Section 27: Tokens of grammar

27. Tokens of grammar

The complete list of grammar tokens is as follows:

"<word>"
that literal word only

noun
any object in scope

held
object held by the player

multi
one or more objects in scope

multiheld
one or more held objects

multiexcept
one or more in scope, except the other

multiinside
one or more in scope, inside the other

<attribute>
any object in scope which has the attribute

creature
an object in scope which is animate

noun = <Routine>
any object in scope passing the given test

scope = <Routine>
an object in this definition of scope

number
a number only

<Routine>
any text accepted by the given routine

topic
any text at all

special
any single word or number

These tokens are all described in this section except for
scope = <Routine>
, which is postponed to the next.

"<word>"
This matches only the literal word given, normally a preposition such as "into". Whereas most tokens produce a "parameter'' (an object or group of objects, or a number), this token doesn't. There can therefore be as many or as few of them on a grammar line as desired.

It often happens that several prepositions really mean the same thing for a given verb: "in", "into" and "inside" are often equally sensible. As a convenient shorthand you can write a series of prepositions with slash marks / in between, to mean "one of these words". For example:

     * noun "in"/"into"/"inside" noun      -> Insert

(Note that / can only be used with prepositions.)

$/\$ Prepositions like this are unfortunately sometimes called 'adjectives' inside the parser source code, and in Infocom hackers' documents: the usage is traditional but has been avoided in this manual.

noun
The definition of "in scope'' will be given in the next section. Roughly, it means "visible to the player at the moment''.

held
Convenient for two reasons. Firstly, many actions only sensibly apply to things being held (such as Eat or Wear), and using this token in the grammar you can make sure that the action is never generated by the parser unless the object is being held. That saves on always having to write "You can't eat what you're not holding" code. Secondly, suppose we have grammar

Verb "eat"
                * held                           -> Eat;

and the player types "eat the banana'' while the banana is, say, in plain view on a shelf. It would be petty of the game to refuse on the grounds that the banana is not being held. So the parser will generate a Take action for the banana and then, if the Take action succeeds, an Eat action. Notice that the parser does not just pick up the object, but issues an action in the proper way -- so if the banana had rules making it too slippery to pick up, it won't be picked up. This is called "implicit taking''.

_ _ _ _ _ _ _

__Given instruction a__: In the section on grammar tokens, what is the term for the parser issuing a Take action before an Eat action on an object that is not being held?

Data entries:

_ _ _ _ _ _ _

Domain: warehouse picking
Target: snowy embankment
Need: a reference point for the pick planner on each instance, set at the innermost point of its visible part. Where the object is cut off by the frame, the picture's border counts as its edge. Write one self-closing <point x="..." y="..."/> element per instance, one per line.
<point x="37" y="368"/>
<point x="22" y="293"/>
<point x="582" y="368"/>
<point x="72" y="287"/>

_ _ _ _ _ _ _

__Given instruction b__: Retype every line of the data entries above with no changes.

__Problem solution a__: Implicit taking.

__Problem solution b__:
Domain: warehouse picking
Target: snowy embankment
Need: a reference point for the pick planner on each instance, set at the innermost point of its visible part. Where the object is cut off by the frame, the picture's border counts as its edge. Write one self-closing <point x="..." y="..."/> element per instance, one per line.
<point x="37" y="368"/>
<point x="22" y="293"/>
<point x="582" y="368"/>
<point x="72" y="287"/>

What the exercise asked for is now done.